━━ INPUT MATERIAL

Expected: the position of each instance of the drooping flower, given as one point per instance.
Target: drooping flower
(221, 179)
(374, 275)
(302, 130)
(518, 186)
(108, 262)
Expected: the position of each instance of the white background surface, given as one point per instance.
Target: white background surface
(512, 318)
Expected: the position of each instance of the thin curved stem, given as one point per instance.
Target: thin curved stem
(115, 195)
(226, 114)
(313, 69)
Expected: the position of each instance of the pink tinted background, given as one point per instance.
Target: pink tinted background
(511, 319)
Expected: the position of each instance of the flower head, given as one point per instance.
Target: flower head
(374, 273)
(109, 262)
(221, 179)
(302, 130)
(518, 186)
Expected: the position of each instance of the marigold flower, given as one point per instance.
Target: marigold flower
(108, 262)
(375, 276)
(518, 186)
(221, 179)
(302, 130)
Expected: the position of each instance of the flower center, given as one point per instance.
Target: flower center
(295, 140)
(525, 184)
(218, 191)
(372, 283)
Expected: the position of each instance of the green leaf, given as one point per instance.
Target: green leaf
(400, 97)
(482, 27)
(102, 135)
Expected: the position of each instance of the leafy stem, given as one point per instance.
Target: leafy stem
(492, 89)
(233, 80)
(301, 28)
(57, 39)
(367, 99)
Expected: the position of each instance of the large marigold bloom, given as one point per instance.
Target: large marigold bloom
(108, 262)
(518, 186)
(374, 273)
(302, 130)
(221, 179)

━━━━

* [WORK INSTRUCTION] Exact reproduction of the lines from the top of the material through the line where "Expected: the position of each instance of the pink" appears is required, both boundary lines included, with no other output.

* [TASK OUTPUT]
Expected: the position of each instance of the drooping flower, given as one point per instance.
Target: drooping flower
(221, 179)
(374, 275)
(302, 130)
(518, 186)
(108, 262)
Expected: the position of each instance of the white background surface, given as one point per instance.
Target: white background surface
(512, 318)
Expected: the position of each instance of the thin curved stem, given as one point per instance.
Target: thin curved stem
(115, 195)
(226, 114)
(313, 69)
Expected: the position of each instance of the pink tinted background, given as one point per instance.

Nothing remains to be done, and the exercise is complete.